[Dataset rows]

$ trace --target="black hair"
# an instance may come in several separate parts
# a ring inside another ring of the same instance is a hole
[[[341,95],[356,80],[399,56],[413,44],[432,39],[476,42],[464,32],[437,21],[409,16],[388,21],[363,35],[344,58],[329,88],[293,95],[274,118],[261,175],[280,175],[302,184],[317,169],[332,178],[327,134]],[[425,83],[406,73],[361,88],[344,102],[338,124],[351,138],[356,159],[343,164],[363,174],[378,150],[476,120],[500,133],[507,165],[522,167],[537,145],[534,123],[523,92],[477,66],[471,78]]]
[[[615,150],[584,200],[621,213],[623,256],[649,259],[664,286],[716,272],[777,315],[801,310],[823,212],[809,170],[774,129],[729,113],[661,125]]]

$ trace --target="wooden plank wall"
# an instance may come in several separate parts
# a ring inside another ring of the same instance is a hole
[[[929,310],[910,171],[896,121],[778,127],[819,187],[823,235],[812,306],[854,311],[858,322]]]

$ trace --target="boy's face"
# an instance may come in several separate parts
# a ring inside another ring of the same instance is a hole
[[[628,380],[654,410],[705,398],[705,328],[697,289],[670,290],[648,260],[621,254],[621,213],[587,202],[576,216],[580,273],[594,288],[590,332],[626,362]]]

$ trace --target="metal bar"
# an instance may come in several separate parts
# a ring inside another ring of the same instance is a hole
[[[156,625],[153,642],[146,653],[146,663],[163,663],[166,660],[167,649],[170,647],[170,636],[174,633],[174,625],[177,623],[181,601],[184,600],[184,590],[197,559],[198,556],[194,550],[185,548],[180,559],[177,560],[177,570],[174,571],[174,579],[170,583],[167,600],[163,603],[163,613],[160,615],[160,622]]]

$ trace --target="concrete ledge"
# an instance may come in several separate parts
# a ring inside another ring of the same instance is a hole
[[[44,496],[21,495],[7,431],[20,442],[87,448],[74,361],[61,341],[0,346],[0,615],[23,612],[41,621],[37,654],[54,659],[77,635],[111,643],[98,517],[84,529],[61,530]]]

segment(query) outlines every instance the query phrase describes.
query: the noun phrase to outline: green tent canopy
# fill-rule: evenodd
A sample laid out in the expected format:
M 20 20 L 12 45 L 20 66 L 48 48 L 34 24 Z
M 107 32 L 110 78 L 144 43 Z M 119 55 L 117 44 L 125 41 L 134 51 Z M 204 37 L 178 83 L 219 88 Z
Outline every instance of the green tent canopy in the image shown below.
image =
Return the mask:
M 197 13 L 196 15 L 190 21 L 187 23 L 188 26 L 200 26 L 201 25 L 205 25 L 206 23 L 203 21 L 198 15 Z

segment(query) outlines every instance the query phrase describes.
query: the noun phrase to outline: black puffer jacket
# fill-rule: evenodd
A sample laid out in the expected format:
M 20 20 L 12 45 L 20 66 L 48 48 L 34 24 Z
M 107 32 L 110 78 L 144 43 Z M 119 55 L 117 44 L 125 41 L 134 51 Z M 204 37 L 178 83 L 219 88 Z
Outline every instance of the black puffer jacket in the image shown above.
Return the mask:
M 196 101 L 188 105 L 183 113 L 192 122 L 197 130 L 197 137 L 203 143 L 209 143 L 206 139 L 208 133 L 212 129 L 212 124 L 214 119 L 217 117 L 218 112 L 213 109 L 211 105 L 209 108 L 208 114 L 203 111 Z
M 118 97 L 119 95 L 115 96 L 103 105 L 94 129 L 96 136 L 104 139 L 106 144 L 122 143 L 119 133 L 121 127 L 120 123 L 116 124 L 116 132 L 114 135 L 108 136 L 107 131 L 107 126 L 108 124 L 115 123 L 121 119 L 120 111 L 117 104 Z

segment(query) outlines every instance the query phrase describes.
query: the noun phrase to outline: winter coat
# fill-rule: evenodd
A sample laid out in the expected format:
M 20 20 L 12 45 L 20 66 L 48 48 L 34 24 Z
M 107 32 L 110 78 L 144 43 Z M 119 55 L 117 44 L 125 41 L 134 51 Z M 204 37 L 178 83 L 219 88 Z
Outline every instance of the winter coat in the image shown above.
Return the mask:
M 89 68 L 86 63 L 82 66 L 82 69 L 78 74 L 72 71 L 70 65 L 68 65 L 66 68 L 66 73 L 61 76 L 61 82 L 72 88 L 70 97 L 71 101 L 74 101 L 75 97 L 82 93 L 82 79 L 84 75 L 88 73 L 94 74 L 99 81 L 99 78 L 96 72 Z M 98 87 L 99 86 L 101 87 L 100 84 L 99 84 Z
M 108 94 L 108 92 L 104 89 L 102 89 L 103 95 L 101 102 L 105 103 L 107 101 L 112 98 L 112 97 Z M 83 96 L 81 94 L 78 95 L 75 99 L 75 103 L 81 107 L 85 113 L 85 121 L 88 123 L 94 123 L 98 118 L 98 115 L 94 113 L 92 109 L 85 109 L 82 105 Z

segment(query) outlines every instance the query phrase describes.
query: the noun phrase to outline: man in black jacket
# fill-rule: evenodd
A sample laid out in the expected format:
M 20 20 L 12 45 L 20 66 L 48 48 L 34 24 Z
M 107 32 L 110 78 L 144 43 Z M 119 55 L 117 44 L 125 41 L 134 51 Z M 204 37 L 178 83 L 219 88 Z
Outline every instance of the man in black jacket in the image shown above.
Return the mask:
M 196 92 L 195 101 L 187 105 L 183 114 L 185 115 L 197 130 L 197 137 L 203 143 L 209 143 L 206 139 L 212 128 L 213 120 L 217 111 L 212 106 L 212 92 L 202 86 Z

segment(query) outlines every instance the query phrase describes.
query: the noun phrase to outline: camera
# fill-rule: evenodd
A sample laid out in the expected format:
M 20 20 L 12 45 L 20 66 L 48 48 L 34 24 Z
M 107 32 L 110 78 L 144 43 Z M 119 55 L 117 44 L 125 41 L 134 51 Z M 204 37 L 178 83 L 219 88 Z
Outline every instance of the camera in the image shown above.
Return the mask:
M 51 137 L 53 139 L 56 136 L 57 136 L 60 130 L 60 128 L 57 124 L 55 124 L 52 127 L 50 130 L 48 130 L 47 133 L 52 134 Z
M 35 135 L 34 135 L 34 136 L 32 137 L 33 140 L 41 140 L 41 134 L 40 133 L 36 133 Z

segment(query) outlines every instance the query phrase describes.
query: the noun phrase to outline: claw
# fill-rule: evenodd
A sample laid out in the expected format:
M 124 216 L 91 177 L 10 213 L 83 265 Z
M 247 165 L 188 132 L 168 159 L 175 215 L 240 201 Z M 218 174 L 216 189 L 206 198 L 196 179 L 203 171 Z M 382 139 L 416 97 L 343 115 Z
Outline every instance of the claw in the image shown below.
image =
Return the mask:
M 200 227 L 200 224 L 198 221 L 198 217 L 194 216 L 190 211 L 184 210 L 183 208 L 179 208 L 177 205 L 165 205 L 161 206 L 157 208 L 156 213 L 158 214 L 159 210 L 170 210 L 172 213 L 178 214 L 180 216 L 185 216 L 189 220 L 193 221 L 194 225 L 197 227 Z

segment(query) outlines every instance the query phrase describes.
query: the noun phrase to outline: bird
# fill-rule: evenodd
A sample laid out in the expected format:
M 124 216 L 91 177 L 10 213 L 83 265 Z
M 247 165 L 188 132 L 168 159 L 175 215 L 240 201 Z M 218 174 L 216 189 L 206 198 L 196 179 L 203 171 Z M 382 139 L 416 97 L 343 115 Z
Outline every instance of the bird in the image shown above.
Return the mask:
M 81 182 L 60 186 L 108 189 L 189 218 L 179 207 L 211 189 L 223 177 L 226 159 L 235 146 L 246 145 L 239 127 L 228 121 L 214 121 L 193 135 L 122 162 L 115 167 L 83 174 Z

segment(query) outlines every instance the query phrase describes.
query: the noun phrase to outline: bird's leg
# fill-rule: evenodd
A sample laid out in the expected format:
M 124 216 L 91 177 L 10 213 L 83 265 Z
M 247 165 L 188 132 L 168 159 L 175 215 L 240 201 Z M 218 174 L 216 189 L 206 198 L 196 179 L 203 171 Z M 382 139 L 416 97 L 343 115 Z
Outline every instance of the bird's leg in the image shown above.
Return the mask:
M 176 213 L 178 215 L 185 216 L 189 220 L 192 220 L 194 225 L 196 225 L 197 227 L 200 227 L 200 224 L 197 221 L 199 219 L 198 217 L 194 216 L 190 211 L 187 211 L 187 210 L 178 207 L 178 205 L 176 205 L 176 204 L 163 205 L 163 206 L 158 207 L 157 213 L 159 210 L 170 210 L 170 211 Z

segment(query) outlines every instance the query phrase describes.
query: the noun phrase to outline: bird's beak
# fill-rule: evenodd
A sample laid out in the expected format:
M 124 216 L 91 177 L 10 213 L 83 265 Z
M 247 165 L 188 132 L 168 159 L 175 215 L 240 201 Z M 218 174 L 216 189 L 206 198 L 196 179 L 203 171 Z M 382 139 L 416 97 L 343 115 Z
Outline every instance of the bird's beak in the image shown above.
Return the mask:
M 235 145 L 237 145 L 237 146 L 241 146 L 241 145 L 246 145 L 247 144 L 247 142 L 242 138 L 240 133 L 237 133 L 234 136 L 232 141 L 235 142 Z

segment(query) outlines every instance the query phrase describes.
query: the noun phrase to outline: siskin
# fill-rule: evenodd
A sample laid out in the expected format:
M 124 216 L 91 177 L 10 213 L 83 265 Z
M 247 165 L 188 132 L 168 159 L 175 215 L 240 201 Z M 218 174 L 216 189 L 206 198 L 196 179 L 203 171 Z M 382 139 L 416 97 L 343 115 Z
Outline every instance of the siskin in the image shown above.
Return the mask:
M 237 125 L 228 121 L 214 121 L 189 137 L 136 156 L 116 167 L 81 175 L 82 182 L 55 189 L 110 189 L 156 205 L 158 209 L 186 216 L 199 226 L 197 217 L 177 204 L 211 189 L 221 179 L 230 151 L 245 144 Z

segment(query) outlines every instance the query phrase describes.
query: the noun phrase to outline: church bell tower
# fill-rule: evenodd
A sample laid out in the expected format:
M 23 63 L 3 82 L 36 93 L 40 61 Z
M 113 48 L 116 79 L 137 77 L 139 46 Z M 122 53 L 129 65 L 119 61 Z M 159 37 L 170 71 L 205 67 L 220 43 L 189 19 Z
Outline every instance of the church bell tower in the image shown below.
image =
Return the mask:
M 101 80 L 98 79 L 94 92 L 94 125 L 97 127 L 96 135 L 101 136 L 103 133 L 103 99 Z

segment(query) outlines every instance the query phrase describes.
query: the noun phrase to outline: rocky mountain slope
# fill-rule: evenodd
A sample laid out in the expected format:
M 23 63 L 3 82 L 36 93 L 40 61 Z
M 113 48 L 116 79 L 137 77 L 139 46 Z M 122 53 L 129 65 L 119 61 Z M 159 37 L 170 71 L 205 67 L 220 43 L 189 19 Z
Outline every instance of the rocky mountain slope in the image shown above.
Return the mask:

- [Exercise prompt]:
Count how many lines of the data above contain the string "trace", matching case exactly. Reply with the number alone.

- [Answer in full]:
5